- _Explore the material_:
(1) Answer these questions from the article on the Catholic church's abuse complaints:
(a) How many cases in total have been logged by dioceses?
(b) In what year was the church's child protection office set up?
(c) Which priest is serving his second lengthy prison sentence for abusing children?
(2) From the article on the Catholic church's abuse complaints, write out the passage that begins with the words "Although the Nolan" and ends with "not be overheard.".

- _Provided text_:
The Roman Catholic church has received nearly 150 complaints about priests and church workers since introducing guidelines 18 months ago to combat sex abuse, a report to be published today will show.
The figures, which may represent only the tip of the iceberg, since many victims never report their complaints, relate to incidents some of which happened decades ago. In recent years about four priests a year, on average, have been convicted of sexual abuse.
The figures are seen by the report's authors as vindicating the church's policy of greater accountability, following prosecutions of priests in Britain and accusations of paedophilia that have rocked the church in many countries.
It is thought that more than 1,000 people have contacted the church's child protection office since it was set up in 2001, though only a minority have raised accusations.
Publishing the Catholic Office for the Protection of Children and Vulnerable Adults' first annual report, its non-Catholic, independent director, Eileen Shearer, will say that the figures demonstrate the church's new-found commitment to openness, even though they may cause it difficult and hostile comment.
The office was set up in the wake of the report by a committee headed by Lord Nolan that recommended each parish should appoint a child protection officer, and that each diocese should have full-time staff recording complaints.
More than 60 members of the public have contacted it about incidents, and altogether 148 cases have been logged by dioceses, though not all are said to have been criminal assaults.
Ms Shearer said: "They cover a range of situations, from allegations that have to be reported to the police, to lesser accusations of someone behaving inappropriately.
"From the point of view of the person who has been abused, one case is one too many; but I hope people feel safer now than in the past."
The report will say that the office is creating a new culture of "vigilance and awareness". It claims that 90% of the 2,500 parishes in England and Wales have appointed child protection officers -though not all are yet trained - and says the office has run 200 courses to advise parishioners on how to spot symptoms of abuse and deal with complaints
Not all the church's 300 associated religious organisations, including monasteries and welfare bodies, have procedures in place.
Lord Nolan's committee was instituted by Cardinal Cormac Murphy-O'Connor, the head of the church in England and Wales, after he was forced to apologise for having merely moved a paedophile priest in the 1980s from one job to another after complaints about his behaviour.
That priest, Father Michael Hill, is serving his second lengthy prison sentence for abusing children.
Indicating the level that cover-up reached in the 1990s, the former Archbishop of Wales, John Ward, was forced to resign by the Pope two years ago after ignoring complaints about two priests close to him who were both later jailed for abuse.
Although the Nolan recommendations were accepted in full, Ms Shearer admitted last week that some might never be implemented on grounds of cost and practicality, including the suggestion of placing glass doors on confessional boxes; instead, priests are being told that they and a person making confession should remain in view of the rest of the church at all times, though they should not be overheard.
Nevertheless, the church's action is credited with preventing the widespread accusations of abuse and costly compensation claims that it has faced in the US and other parts of the world.
The reforms were introduced in the face of opposition from some parish priests, concerned at the emphasis on heeding the complaints of victims, because they believed it was transferring the burden of proof from the accuser to the accused. Those working with the victims of assaults by priests are also wary that the church may shirk its responsibilities for after-care.
Ms Shearer conceded that those priests who are abusers would be the most secretive and least likely to cooperate with the system of accountability.

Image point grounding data
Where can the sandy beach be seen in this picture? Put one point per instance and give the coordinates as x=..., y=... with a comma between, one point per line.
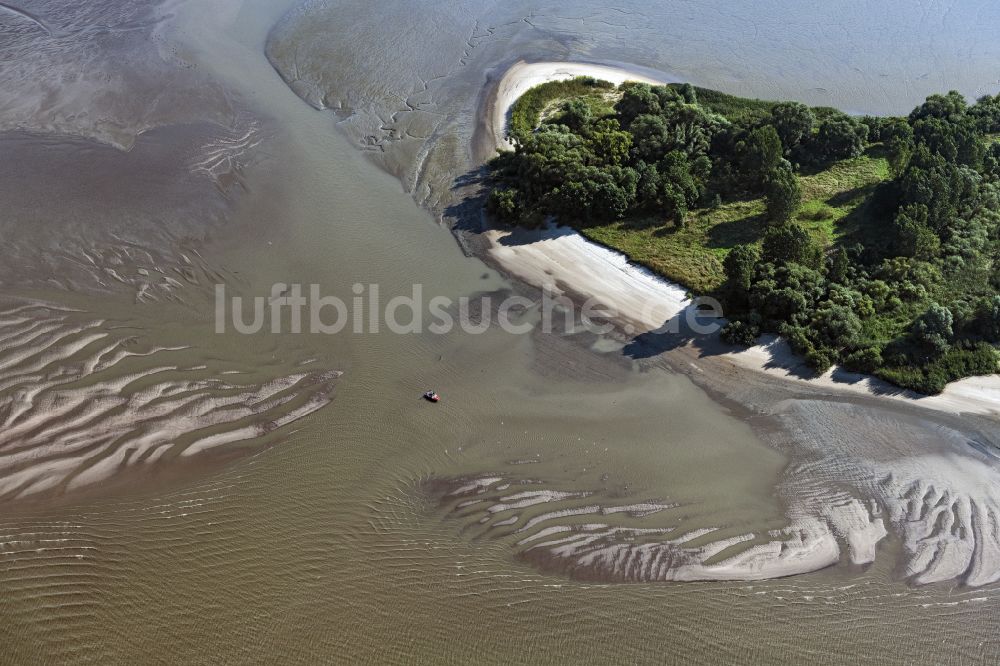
x=645, y=301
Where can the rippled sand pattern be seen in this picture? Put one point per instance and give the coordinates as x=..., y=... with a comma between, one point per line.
x=929, y=486
x=82, y=399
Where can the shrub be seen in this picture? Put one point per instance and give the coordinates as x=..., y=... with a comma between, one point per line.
x=741, y=333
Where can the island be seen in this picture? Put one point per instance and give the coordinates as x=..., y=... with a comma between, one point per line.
x=868, y=242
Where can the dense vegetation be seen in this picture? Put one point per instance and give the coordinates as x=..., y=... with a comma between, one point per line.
x=869, y=242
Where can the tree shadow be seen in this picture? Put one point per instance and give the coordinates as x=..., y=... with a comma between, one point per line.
x=737, y=232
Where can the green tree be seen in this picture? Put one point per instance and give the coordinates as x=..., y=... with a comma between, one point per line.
x=762, y=153
x=794, y=122
x=839, y=138
x=739, y=266
x=637, y=99
x=913, y=237
x=782, y=194
x=788, y=243
x=933, y=329
x=946, y=107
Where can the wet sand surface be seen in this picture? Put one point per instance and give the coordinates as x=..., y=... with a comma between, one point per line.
x=497, y=526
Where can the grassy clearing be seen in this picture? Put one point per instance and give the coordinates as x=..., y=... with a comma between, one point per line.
x=527, y=110
x=692, y=255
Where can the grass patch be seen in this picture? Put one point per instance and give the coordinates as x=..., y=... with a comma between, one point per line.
x=527, y=110
x=692, y=254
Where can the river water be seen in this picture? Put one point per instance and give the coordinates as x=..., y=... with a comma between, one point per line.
x=342, y=536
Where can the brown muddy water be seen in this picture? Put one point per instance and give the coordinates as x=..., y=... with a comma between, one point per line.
x=175, y=495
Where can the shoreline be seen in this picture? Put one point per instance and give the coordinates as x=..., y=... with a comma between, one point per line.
x=562, y=256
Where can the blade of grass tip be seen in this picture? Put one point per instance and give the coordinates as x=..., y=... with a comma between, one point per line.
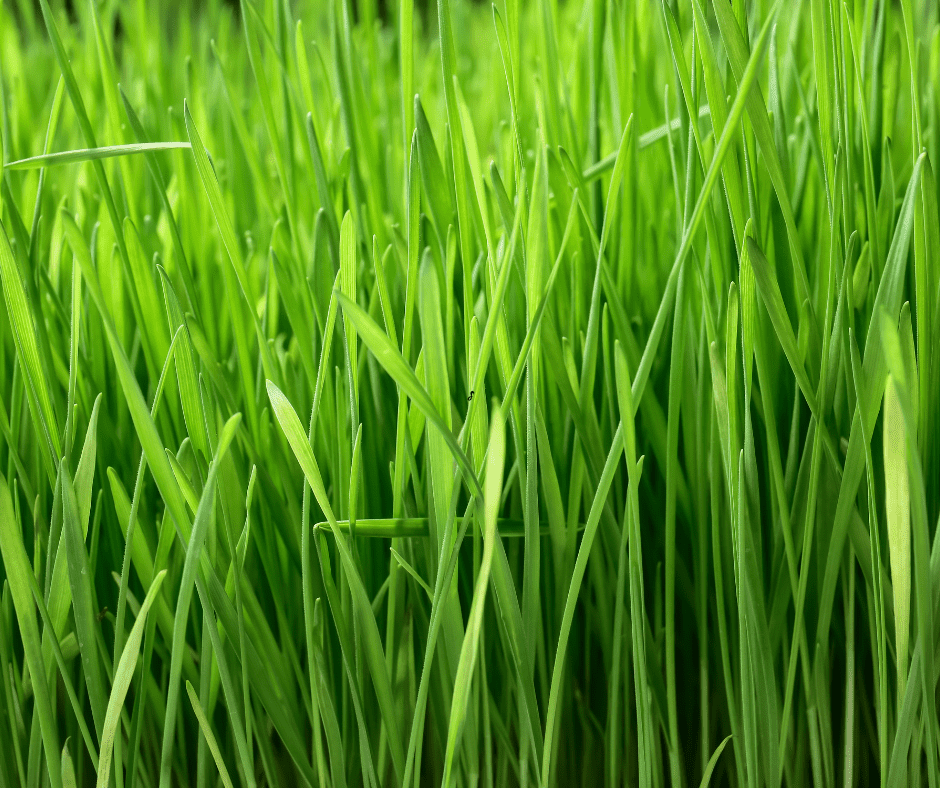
x=206, y=728
x=83, y=604
x=347, y=651
x=347, y=279
x=27, y=350
x=140, y=414
x=888, y=298
x=372, y=645
x=574, y=589
x=745, y=84
x=92, y=154
x=193, y=554
x=712, y=762
x=157, y=174
x=61, y=661
x=68, y=768
x=229, y=239
x=388, y=356
x=53, y=124
x=897, y=510
x=59, y=593
x=902, y=385
x=881, y=658
x=422, y=583
x=17, y=566
x=122, y=681
x=496, y=455
x=645, y=730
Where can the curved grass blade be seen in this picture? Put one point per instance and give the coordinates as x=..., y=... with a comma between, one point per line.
x=92, y=154
x=17, y=566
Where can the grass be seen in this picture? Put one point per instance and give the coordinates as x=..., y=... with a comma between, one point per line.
x=533, y=394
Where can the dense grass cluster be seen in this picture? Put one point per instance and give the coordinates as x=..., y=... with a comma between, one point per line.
x=536, y=394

- _Answers provided_:
(1)
(a) 148 cases.
(b) 2001.
(c) Father Michael Hill.

(2)
Although the Nolan recommendations were accepted in full, Ms Shearer admitted last week that some might never be implemented on grounds of cost and practicality, including the suggestion of placing glass doors on confessional boxes; instead, priests are being told that they and a person making confession should remain in view of the rest of the church at all times, though they should not be overheard.